# Aufgabe
Skaliere die Zeilen vom Anfang der Daten bis einschließlich der Zeile mit „[306,82,313,112]“, indem du sie vollständig samt allem Text wiedergibst und dabei jede Koordinate der Begrenzungsrahmen mit 0,25 multiplizierst und auf ganze Zahlen rundest, Hälften aufwärts. Lass die Bilder in deiner Antwort weg.

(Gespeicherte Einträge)

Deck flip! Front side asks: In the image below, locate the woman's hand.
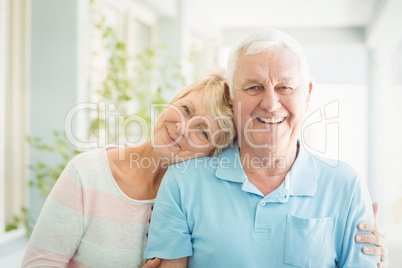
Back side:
[355,203,388,268]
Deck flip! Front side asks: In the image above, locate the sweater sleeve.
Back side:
[22,162,84,267]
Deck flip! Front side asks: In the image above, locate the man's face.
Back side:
[232,47,311,150]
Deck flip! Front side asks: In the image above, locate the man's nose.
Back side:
[175,119,186,138]
[260,89,281,112]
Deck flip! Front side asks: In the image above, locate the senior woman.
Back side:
[22,69,235,267]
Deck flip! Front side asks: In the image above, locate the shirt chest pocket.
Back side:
[284,215,334,268]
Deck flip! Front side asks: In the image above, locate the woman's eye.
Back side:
[182,105,191,115]
[200,128,208,139]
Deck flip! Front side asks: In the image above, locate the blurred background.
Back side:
[0,0,402,268]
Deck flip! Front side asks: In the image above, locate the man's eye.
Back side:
[276,86,293,94]
[182,105,191,115]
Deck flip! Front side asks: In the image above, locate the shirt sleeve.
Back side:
[144,169,193,259]
[22,162,84,267]
[338,180,380,268]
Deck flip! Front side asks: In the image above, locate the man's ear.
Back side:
[306,82,313,112]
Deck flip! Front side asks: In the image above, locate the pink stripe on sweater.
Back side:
[84,190,153,224]
[67,258,92,268]
[21,245,72,267]
[50,176,83,212]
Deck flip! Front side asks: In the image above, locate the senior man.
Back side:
[145,30,386,268]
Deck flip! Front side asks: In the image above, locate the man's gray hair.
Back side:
[227,29,310,98]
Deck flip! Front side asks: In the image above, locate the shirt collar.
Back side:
[215,141,317,196]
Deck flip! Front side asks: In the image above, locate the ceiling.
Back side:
[187,0,385,29]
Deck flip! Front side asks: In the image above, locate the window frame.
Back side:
[0,0,30,245]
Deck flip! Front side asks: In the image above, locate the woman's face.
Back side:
[152,91,220,163]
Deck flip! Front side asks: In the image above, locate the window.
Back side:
[0,0,27,243]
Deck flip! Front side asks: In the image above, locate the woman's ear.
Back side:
[225,82,232,105]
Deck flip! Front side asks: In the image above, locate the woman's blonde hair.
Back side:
[170,68,236,156]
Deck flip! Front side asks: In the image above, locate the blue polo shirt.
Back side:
[145,141,380,268]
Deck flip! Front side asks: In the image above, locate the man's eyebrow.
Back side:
[279,77,294,83]
[241,78,261,86]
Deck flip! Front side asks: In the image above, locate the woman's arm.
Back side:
[355,203,388,268]
[22,164,83,267]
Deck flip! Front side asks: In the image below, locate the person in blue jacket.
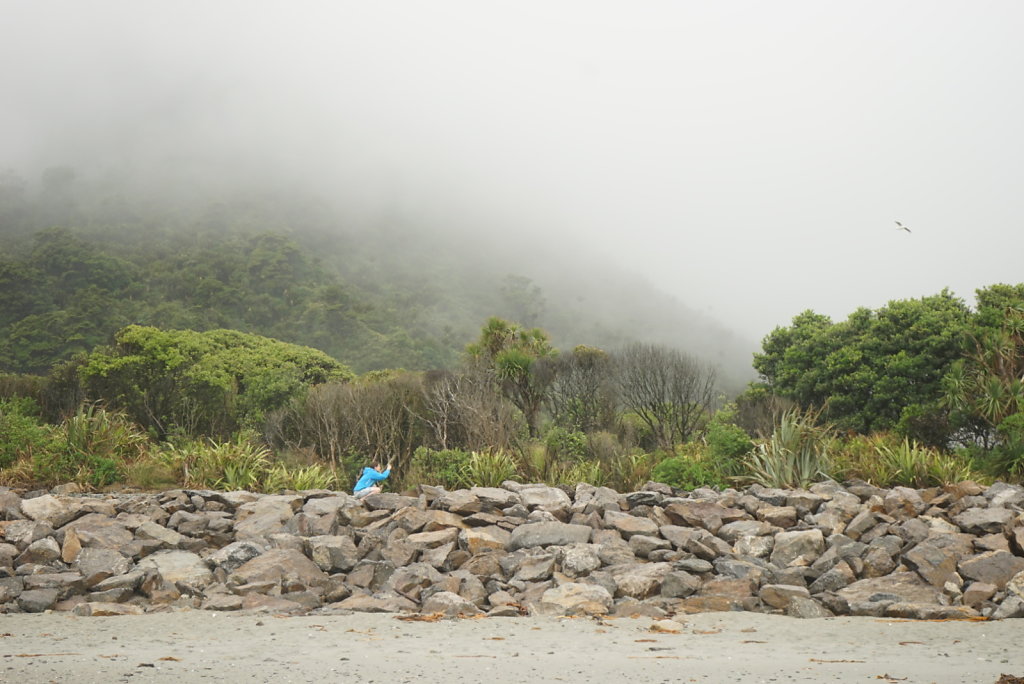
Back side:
[352,461,391,499]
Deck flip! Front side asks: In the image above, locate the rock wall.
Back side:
[0,482,1024,618]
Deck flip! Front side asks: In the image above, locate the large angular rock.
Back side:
[903,535,972,588]
[421,592,480,617]
[16,589,57,612]
[22,494,82,529]
[230,549,329,592]
[662,570,701,598]
[665,501,748,535]
[506,524,594,551]
[385,563,444,601]
[459,528,512,556]
[234,496,302,541]
[74,548,132,587]
[14,537,60,567]
[953,508,1017,535]
[56,513,135,550]
[560,544,601,578]
[331,594,417,612]
[518,486,572,510]
[882,486,928,520]
[771,529,825,567]
[436,489,483,515]
[717,520,770,544]
[305,536,359,572]
[836,572,940,617]
[608,563,673,599]
[207,542,263,573]
[469,486,521,510]
[406,527,459,551]
[137,551,213,594]
[534,582,613,615]
[758,585,811,610]
[0,487,25,520]
[957,551,1024,589]
[135,520,185,549]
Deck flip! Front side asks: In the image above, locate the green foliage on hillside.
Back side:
[78,326,354,438]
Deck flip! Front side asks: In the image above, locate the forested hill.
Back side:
[0,168,753,389]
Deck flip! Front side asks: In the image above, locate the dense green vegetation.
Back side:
[0,171,1024,490]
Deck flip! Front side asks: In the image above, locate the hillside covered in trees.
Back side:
[0,169,1024,497]
[0,168,754,382]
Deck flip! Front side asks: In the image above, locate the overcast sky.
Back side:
[0,0,1024,339]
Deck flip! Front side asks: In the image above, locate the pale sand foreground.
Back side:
[0,611,1024,684]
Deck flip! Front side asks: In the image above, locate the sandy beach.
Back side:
[0,611,1024,684]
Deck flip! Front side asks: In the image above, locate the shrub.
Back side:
[182,432,270,491]
[544,426,587,461]
[736,411,835,487]
[651,448,727,489]
[0,398,53,468]
[262,463,339,491]
[402,446,472,489]
[32,404,150,486]
[463,452,519,486]
[605,452,656,491]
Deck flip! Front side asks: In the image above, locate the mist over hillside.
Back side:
[0,163,754,393]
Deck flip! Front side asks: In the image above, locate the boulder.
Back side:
[506,520,594,551]
[137,551,213,594]
[953,508,1017,535]
[771,529,825,567]
[535,582,613,615]
[957,551,1024,589]
[207,542,263,574]
[608,563,673,599]
[230,549,329,592]
[518,486,572,510]
[22,494,82,528]
[421,592,481,617]
[305,536,359,572]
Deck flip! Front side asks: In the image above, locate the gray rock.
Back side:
[758,585,811,610]
[717,520,773,544]
[305,536,359,572]
[836,572,940,617]
[629,535,672,558]
[14,537,60,567]
[518,485,572,510]
[771,529,825,567]
[331,594,417,612]
[16,589,57,612]
[227,549,329,593]
[785,596,835,619]
[22,494,81,528]
[953,508,1017,535]
[135,520,185,549]
[507,520,593,551]
[957,551,1024,589]
[559,544,601,578]
[137,551,213,594]
[422,592,481,617]
[903,535,971,587]
[608,563,673,599]
[207,542,263,573]
[0,487,25,520]
[662,570,701,598]
[74,548,132,587]
[535,582,612,615]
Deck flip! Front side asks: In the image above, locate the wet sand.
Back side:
[0,610,1024,684]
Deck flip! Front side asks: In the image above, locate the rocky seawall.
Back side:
[0,482,1024,619]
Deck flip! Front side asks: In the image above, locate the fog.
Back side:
[0,0,1024,341]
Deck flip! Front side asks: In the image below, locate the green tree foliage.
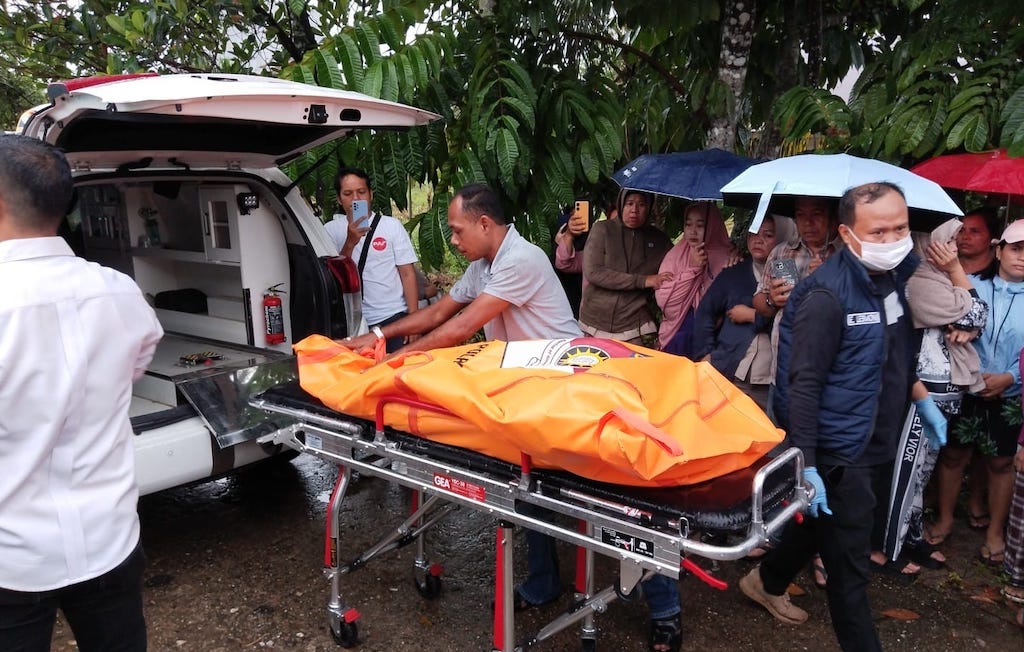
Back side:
[775,0,1024,164]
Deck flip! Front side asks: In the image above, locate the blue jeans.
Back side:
[516,505,682,620]
[0,545,146,652]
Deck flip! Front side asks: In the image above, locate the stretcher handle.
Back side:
[374,396,458,432]
[597,407,683,457]
[679,557,729,591]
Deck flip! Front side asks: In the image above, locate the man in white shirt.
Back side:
[0,135,163,652]
[345,183,582,350]
[326,168,420,351]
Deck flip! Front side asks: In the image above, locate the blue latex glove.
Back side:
[913,396,946,449]
[804,467,831,518]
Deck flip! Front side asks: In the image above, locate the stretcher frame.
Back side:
[250,384,812,652]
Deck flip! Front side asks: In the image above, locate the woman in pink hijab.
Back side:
[654,202,733,357]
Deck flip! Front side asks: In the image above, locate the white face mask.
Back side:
[846,228,913,271]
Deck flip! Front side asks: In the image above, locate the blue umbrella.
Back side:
[611,148,760,201]
[722,154,964,232]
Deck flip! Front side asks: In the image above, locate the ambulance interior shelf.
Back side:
[131,334,297,447]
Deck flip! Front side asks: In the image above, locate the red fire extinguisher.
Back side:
[263,284,285,344]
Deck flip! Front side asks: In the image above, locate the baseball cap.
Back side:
[998,219,1024,245]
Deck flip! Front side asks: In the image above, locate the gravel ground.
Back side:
[53,457,1024,652]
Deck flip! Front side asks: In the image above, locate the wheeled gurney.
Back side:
[251,382,808,651]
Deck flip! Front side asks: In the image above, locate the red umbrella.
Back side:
[910,149,1024,195]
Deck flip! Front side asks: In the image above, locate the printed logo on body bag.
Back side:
[846,310,882,325]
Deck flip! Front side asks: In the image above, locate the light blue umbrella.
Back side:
[722,154,964,233]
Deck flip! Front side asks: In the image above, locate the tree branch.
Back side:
[559,30,689,97]
[253,2,305,63]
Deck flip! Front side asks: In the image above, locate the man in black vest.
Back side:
[739,182,945,652]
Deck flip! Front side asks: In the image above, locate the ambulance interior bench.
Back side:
[61,180,325,493]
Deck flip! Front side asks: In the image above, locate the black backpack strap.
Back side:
[359,213,381,276]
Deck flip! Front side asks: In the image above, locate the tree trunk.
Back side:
[706,0,755,151]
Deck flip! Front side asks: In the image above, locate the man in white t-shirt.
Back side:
[345,183,582,350]
[326,168,420,351]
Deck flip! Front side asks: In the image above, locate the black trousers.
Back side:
[0,544,146,652]
[761,464,892,652]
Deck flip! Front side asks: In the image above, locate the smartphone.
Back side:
[768,258,798,286]
[569,200,590,231]
[352,200,370,226]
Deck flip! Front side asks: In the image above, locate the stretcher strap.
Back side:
[597,407,683,455]
[374,396,457,432]
[679,557,729,591]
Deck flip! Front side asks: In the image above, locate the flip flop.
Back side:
[925,527,953,546]
[869,559,921,581]
[999,586,1024,605]
[811,559,828,591]
[967,512,992,530]
[978,544,1007,567]
[903,540,946,570]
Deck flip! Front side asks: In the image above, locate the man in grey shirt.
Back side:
[345,183,682,651]
[345,183,583,351]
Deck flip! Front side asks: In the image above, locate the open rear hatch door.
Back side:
[20,74,439,170]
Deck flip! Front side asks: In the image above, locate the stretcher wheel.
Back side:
[331,620,359,648]
[413,572,441,600]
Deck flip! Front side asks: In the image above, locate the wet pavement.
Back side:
[53,455,1024,652]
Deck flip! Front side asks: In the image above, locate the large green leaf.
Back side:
[495,127,519,189]
[313,49,345,89]
[335,32,362,90]
[999,85,1024,157]
[580,140,601,183]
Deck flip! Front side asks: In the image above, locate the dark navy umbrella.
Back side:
[611,148,762,201]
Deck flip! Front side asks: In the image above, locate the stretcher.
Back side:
[251,382,810,652]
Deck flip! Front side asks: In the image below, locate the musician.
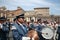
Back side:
[0,17,9,40]
[11,14,28,40]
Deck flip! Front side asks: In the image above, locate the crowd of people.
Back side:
[0,14,60,40]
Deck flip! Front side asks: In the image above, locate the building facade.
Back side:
[0,7,60,22]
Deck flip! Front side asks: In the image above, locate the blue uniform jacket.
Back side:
[12,23,27,40]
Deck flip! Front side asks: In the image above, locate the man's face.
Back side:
[18,18,24,23]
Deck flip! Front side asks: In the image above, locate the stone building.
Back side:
[0,7,24,21]
[0,6,60,22]
[25,7,50,22]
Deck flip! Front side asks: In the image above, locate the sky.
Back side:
[0,0,60,15]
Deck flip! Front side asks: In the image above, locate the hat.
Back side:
[16,14,24,19]
[37,18,41,21]
[0,17,6,21]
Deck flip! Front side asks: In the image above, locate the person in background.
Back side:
[11,14,28,40]
[0,17,9,40]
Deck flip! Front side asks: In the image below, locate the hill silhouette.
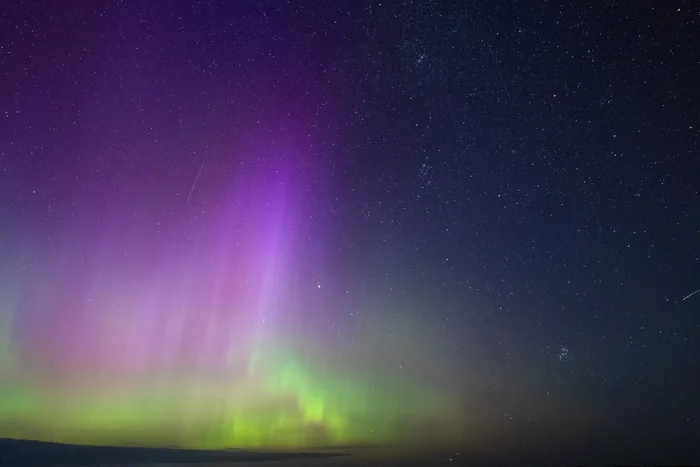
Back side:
[0,438,343,467]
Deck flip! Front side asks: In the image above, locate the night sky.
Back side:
[0,0,700,464]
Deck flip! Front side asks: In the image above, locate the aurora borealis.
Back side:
[0,0,700,466]
[0,140,464,448]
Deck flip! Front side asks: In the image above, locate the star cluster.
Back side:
[0,0,700,462]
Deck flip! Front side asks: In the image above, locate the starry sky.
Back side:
[0,0,700,464]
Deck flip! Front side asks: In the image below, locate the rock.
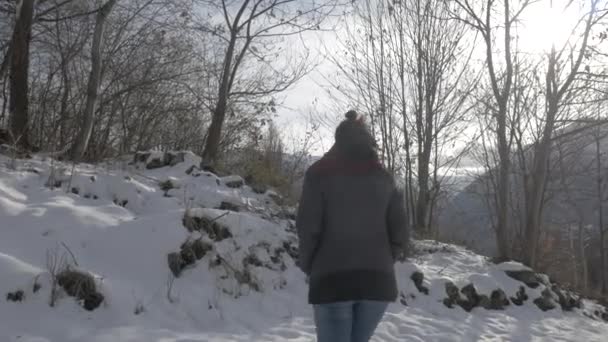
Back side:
[6,290,25,302]
[179,244,196,270]
[458,284,480,312]
[158,179,177,195]
[200,160,218,175]
[443,281,462,309]
[167,253,184,278]
[57,269,104,311]
[186,165,201,177]
[266,191,285,205]
[146,157,165,170]
[551,285,582,311]
[222,176,245,189]
[218,201,241,212]
[57,269,97,299]
[410,271,429,295]
[399,292,407,306]
[83,292,104,311]
[283,241,300,260]
[243,253,264,267]
[478,295,493,310]
[534,289,557,311]
[511,286,528,306]
[163,152,186,166]
[133,152,150,164]
[505,270,545,289]
[191,239,213,260]
[251,184,268,195]
[490,289,510,310]
[182,212,232,241]
[445,281,460,302]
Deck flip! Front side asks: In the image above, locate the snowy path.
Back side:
[0,156,608,342]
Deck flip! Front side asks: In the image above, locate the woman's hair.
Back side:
[335,110,378,159]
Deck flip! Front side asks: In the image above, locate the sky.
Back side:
[277,0,587,155]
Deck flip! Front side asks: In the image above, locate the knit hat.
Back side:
[335,110,376,158]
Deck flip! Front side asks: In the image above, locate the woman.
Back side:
[296,111,408,342]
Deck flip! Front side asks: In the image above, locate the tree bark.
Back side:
[71,0,117,161]
[9,0,34,149]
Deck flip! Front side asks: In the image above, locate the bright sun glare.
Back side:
[519,0,584,52]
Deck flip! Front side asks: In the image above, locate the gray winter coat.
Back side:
[296,153,408,304]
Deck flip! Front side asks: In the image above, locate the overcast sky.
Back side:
[277,0,587,155]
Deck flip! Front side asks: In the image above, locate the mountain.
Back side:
[0,152,608,342]
[437,123,608,256]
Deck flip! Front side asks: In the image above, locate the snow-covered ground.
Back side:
[0,153,608,342]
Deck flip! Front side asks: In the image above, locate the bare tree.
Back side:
[197,0,338,163]
[71,0,117,160]
[453,0,532,259]
[8,0,34,149]
[523,0,608,267]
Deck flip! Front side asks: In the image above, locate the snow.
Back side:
[0,154,608,342]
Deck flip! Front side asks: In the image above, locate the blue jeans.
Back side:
[314,301,388,342]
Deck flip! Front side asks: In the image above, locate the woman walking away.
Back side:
[296,111,408,342]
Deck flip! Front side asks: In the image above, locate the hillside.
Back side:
[0,153,608,342]
[437,124,608,256]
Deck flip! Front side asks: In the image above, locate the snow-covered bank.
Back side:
[0,153,608,342]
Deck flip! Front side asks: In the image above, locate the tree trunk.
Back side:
[71,0,117,161]
[595,117,608,295]
[203,32,237,164]
[496,99,511,260]
[9,0,34,149]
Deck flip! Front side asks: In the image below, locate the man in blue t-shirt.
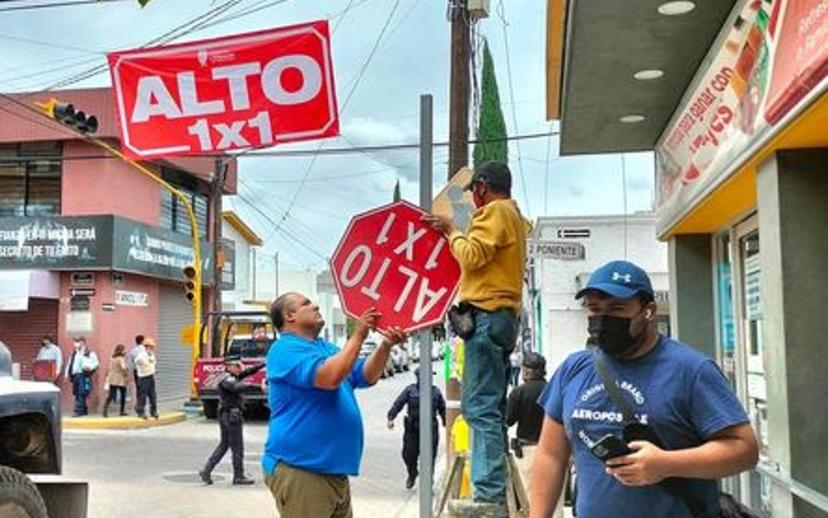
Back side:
[262,293,408,518]
[530,261,758,518]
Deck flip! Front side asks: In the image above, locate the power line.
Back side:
[262,0,400,238]
[0,131,559,164]
[498,0,532,217]
[0,0,134,12]
[237,195,328,263]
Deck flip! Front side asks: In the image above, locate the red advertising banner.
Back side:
[108,21,339,158]
[656,0,828,215]
[331,201,460,331]
[766,0,828,124]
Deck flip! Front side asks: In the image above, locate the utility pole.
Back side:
[444,0,471,474]
[448,0,471,180]
[419,95,434,518]
[210,157,228,360]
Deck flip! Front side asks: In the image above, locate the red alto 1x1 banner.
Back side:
[108,21,339,158]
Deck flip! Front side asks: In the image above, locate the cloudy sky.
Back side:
[0,0,653,269]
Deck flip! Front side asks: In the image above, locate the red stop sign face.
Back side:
[331,201,460,331]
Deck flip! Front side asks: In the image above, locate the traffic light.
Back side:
[35,97,98,134]
[184,265,196,302]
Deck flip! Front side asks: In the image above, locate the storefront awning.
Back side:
[547,0,735,155]
[0,270,60,311]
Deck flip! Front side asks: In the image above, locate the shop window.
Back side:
[716,234,736,388]
[160,168,210,238]
[0,141,63,216]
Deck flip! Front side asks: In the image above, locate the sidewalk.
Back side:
[62,412,187,430]
[61,400,189,430]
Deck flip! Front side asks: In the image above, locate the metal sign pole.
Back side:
[420,95,434,518]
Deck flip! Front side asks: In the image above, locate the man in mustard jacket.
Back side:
[424,161,530,516]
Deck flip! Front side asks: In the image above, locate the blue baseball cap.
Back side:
[575,261,655,299]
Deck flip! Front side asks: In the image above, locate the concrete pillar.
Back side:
[757,149,828,518]
[669,234,716,358]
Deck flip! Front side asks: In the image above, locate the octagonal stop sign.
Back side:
[331,201,460,331]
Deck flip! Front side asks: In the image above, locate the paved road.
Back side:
[63,373,445,518]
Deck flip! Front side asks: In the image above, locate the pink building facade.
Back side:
[0,88,236,411]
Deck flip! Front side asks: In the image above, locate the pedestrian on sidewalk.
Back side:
[509,347,523,389]
[262,293,408,518]
[135,336,158,419]
[35,335,63,385]
[530,261,758,518]
[506,352,546,493]
[388,367,446,489]
[198,356,265,485]
[126,335,146,416]
[103,344,129,417]
[423,161,531,516]
[66,336,99,417]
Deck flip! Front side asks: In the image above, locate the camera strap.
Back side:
[592,347,638,425]
[592,347,706,518]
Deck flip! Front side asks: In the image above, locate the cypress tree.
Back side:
[474,40,509,167]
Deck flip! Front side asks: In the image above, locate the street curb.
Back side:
[62,412,187,430]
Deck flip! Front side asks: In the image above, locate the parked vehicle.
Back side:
[193,311,276,419]
[0,342,89,518]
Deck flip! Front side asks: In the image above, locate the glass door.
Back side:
[736,216,770,512]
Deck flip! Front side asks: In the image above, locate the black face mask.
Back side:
[587,315,643,356]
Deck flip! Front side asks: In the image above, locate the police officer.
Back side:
[506,352,546,492]
[198,356,265,485]
[388,368,446,489]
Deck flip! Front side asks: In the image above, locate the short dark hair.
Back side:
[270,292,296,331]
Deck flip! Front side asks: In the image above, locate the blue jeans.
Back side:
[461,310,517,502]
[72,374,92,416]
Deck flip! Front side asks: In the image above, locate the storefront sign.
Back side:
[766,0,828,124]
[526,241,586,261]
[112,217,213,284]
[0,216,214,284]
[656,0,828,228]
[108,21,339,158]
[115,290,149,307]
[0,216,112,269]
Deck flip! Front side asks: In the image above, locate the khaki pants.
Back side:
[515,446,566,518]
[265,462,353,518]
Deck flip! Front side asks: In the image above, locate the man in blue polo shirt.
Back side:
[262,293,408,518]
[530,261,758,518]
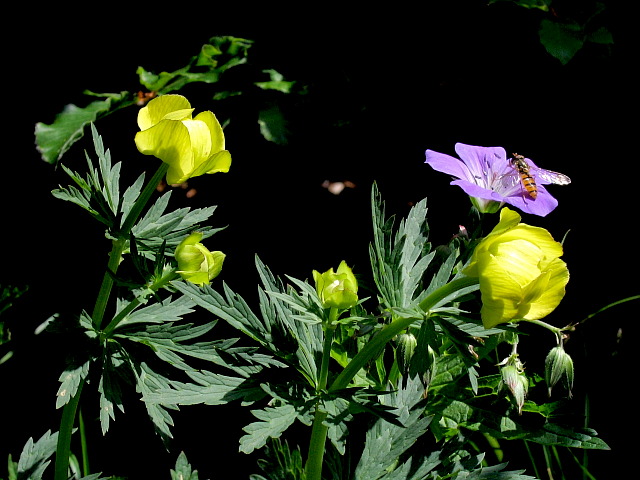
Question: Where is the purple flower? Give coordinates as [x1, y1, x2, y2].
[425, 143, 558, 217]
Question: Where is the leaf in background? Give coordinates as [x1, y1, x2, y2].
[171, 452, 198, 480]
[489, 0, 551, 12]
[35, 92, 134, 164]
[258, 105, 291, 145]
[255, 69, 296, 93]
[539, 19, 585, 65]
[354, 378, 439, 480]
[136, 36, 253, 94]
[18, 430, 58, 480]
[56, 360, 90, 408]
[51, 123, 124, 228]
[369, 183, 435, 309]
[240, 405, 298, 453]
[143, 370, 264, 405]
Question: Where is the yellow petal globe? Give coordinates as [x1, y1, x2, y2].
[463, 207, 569, 328]
[135, 95, 231, 185]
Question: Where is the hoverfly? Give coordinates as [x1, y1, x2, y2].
[504, 153, 571, 199]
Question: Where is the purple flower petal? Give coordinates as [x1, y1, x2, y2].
[425, 143, 558, 216]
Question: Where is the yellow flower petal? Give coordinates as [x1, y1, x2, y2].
[138, 95, 193, 130]
[135, 120, 193, 184]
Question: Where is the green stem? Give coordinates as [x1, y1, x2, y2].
[329, 277, 478, 392]
[305, 307, 338, 480]
[55, 379, 84, 480]
[91, 238, 126, 330]
[100, 274, 180, 343]
[55, 162, 169, 480]
[78, 410, 90, 476]
[91, 162, 169, 330]
[305, 277, 478, 480]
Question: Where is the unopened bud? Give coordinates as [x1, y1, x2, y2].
[544, 345, 573, 397]
[396, 333, 418, 374]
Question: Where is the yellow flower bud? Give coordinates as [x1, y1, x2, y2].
[313, 260, 358, 309]
[463, 207, 569, 328]
[175, 232, 225, 285]
[135, 95, 231, 184]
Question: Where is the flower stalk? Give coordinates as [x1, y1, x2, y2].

# Lösung
Deck flip! Front side asks: In the image below, locate the woman's hand.
Back side:
[89,51,97,67]
Deck flip! Front side asks: In the image above, locate the sweater sleeve.
Back side:
[6,41,21,67]
Deck flip! Front side asks: In the image above, locate the man's face.
Back side:
[58,12,78,38]
Deck flip! Front side asks: In the image above, locate the man's nose.
Back side:
[44,30,47,35]
[65,22,70,28]
Deck flip! Front side asks: In the image above, locate the senior woman.
Back side:
[6,17,59,67]
Deck flip! Front side asks: In the image above, locate the shirt chest pocket.
Back side:
[71,54,84,67]
Deck flip! Front side asks: In the image above, locate the woman's eye.
Back side:
[46,26,48,29]
[50,32,52,35]
Deck flip! Front side asks: In the image above, locate the blurred background.
Back side:
[0,0,101,67]
Deck flip! Front side asks: In the image above, locate the man's eye.
Back side:
[69,22,73,24]
[46,26,48,29]
Deck flip! Front side asks: In the image above, locate the shirt sleeve.
Back side:
[36,42,48,65]
[6,41,21,67]
[85,45,95,67]
Deck flip! Front side asks: In the image above, locate the man's ear.
Back side:
[77,21,78,28]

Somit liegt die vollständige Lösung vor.